*ARTIKEL*.
■ ■ ■ ■ ■

2012 wird ein ­hartes Jahr werden. Das ist die Botschaft zahlreicher Wirtschaftsexperten und Regierungschefs zum Jahresstart. Allein, man spürt (zum Glück) noch nicht viel davon. Ganz im Gegenteil. Schaut man in die offiziellen Statistiken, so ist keine Spur von Krise zu ­orten. Und das ist keine Schönfärberei. Damit drängt sich die optimistische Frage auf: Ist die Krise wieder abgesagt? Hier die handfesten Details zu dieser Theorie:

Im Weihnachtsgeschäft 2011 jubelte der österreichische Handel über ein Rekordplus von vier Prozent. Erstmals machte der Handel im Dezember einen Zusatzumsatz von 1,6 (!) Milliarden Euro.

Die Sensationsstimmung setzt sich beim Tourismus fort. Die Hotels sind brechend voll. „Neun von zehn Betten sind belegt“, sagt Sepp Schellhorn, Chef der Hoteliervereinigung. In Lech am Arlberg musste in der Vorwoche der Verkauf der Tageskarten gestoppt werden. Mit 14.000 Karten war das Limit erreicht.

Am Montag überraschte das AMS (Arbeitsmarktservice) mit der nächsten Rekordmeldung: Österreich darf sich über ein neues „Jobwunder“ freuen. Im Dezember 2011 waren 3,405 Millionen Menschen in Arbeit. Das ist ein Plus von 61.000 Jobs im Vergleich zum Dezember 2010. „Damit haben wir die Jobs wieder aufgeholt, die wir durch die Krise 2009 ver­loren haben“, analysiert AMS-Chef Johannes Kopf.

Österreich hat niedrigste Arbeitslosenquote in EU
Österreich hat mit diesem Beschäftigungsrekord die niedrigste Arbeitslosenquote (8,2 %) im EU-Vergleich. Im Bundesländervergleich ist Salzburg Sieger: Hier sind nur 4,5 % arbeitslos. Vor allem die warmen Temperaturen haben im Bau die Arbeitslosenzahlen um sieben Prozent gesenkt. Ebenfalls top: die Industrie; volle Auftragsbücher senken die Arbeitslosigkeit um 3,5 %.

■ ■ ■ ■ ■

*GEGEBENE INFORMATIONEN*.
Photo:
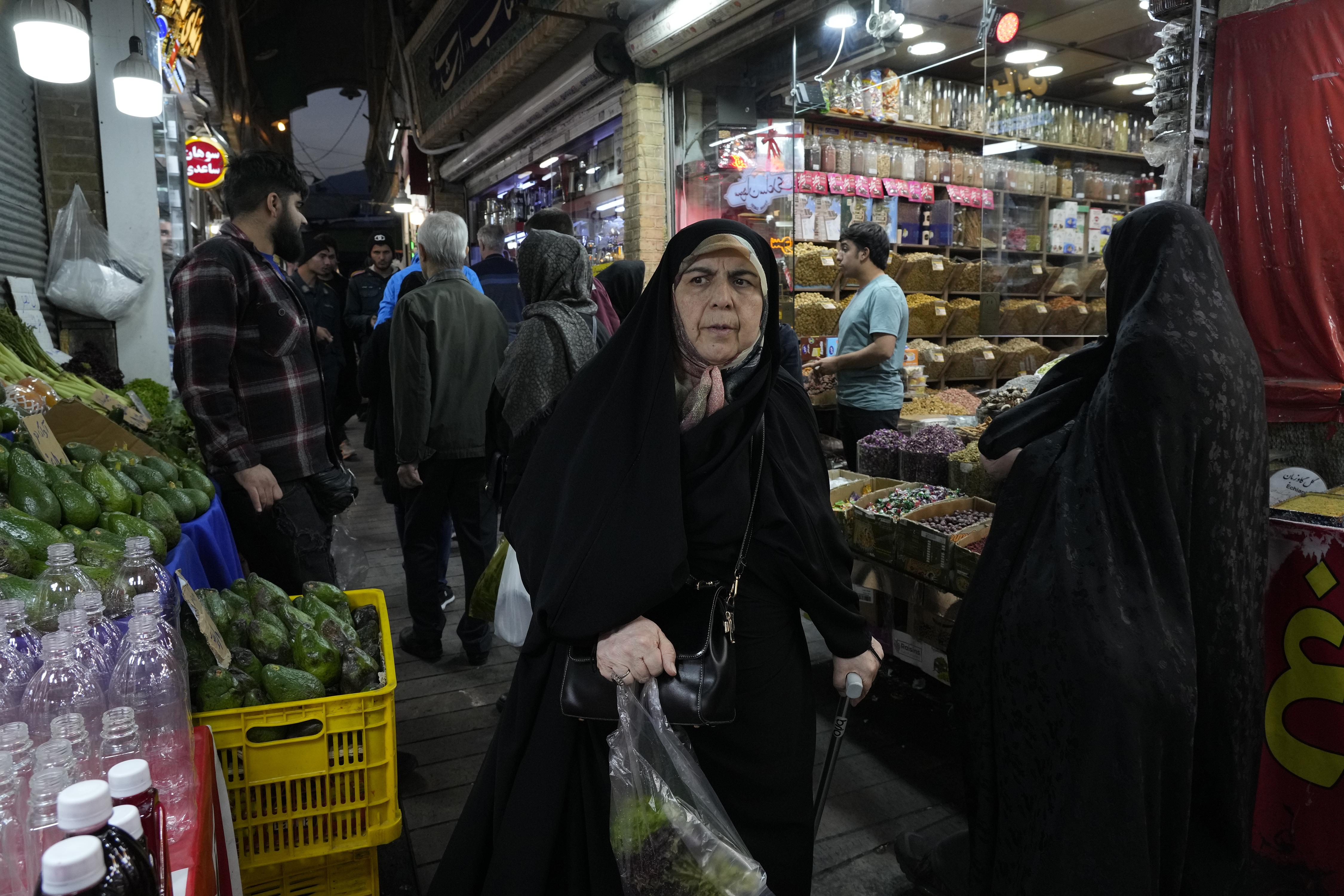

■ ■ ■ ■ ■

*SCHRIFTLICHE AUFGABE 1*.
Nennen Sie sämtliche Prozentangaben aus dem Artikel über die Wirtschaftslage in Österreich in der Reihenfolge, in der sie vorkommen.
*SCHRIFTLICHE AUFGABE 2*.
Greifen Sie den Artikel über die Wirtschaftslage in Österreich nach seinem letzten Satz auf und schreiben Sie ihn weiter.
Die Auflistung spielt hierfür keine Rolle.

*ANTWORT 1*.
- vier Prozent
- 8,2 %
- 4,5 %
- sieben Prozent
- 3,5 %

*ANTWORT 2*.
Ähnlich positiv die Stimmung in Deutschland: Hier waren erstmals 41 Millionen Deutsche erwerbstätig. Der beste Wert seit der Wiedervereinigung.
 

AMS-Chef Kopf: "Plus von
 61.000 Jobs"

ÖSTERREICH: Herr Kopf, wo orten Sie die Gründe für die Rekordbeschäftigung?
Johannes Kopf: Wir haben die Menge an Jobs wieder aufgeholt, die wir durch die Krise 2009 verloren haben. So gab es im Dezember ein Plus von 61.000 Jobs, und 3,405 Millionen Menschen waren in Arbeit, aber die Arbeitslosigkeit liegt bei 8,2 Prozent. Ein Plus von 0,8 Prozent.

ÖSTERREICH: Wie kann das sein, dass es mehr Jobs gibt und trotzdem die Arbeitslosigkeit steigt?
Kopf: Weil derzeit mehr Menschen auf den Arbeitsmarkt drängen. Die Übergangsfristen der neuen EU-Länder sind ausgelaufen. Da kamen 20.000 Arbeits­suchende dazu. Auch mehr Frauen sind derzeit am Arbeitsmarkt.

ÖSTERREICH: 2012 soll die nächste Krise kommen. Wie viele Arbeitsplätze wird die Krise kosten?
Kopf: Wir rechnen mit 10.000 bis 15.000 Arbeitsplätzen.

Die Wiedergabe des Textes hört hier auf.